>> Start Material
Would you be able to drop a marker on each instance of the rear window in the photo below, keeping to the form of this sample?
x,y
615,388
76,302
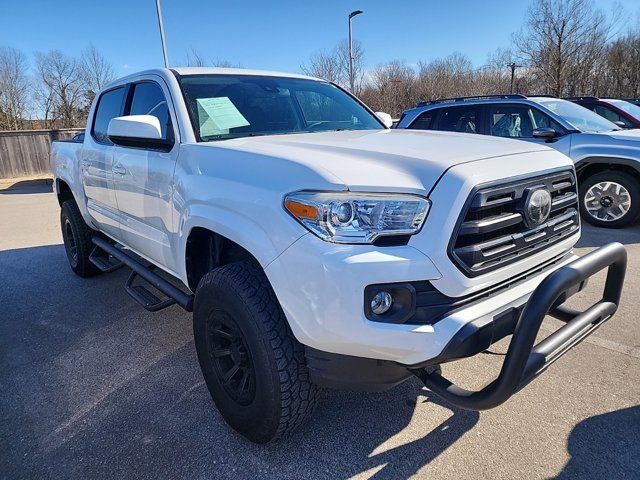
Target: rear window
x,y
460,119
425,121
109,106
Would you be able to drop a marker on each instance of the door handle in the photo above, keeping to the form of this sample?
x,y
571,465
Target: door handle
x,y
119,170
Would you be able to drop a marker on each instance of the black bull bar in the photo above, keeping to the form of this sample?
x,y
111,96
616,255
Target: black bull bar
x,y
524,361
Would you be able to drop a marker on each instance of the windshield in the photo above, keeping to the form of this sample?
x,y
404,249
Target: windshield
>> End Material
• Request:
Extract every line from the one containing "of the door" through the last line of the data, inclusive, exactly as written.

• Task result:
Would you be able to drop a marker on each instance of the door handle in the photo above, keeping to the form of this sample?
x,y
571,465
Target: door handle
x,y
119,170
Would you be able to drop a marker on each instance of the black bull bar in the photo above, keeping to the form of this sample?
x,y
111,96
616,255
Target: black bull bar
x,y
524,361
Would you be able to drop a marker on each instance of the windshield in the photo above, keeping to the form of this sample?
x,y
404,249
Target: windshield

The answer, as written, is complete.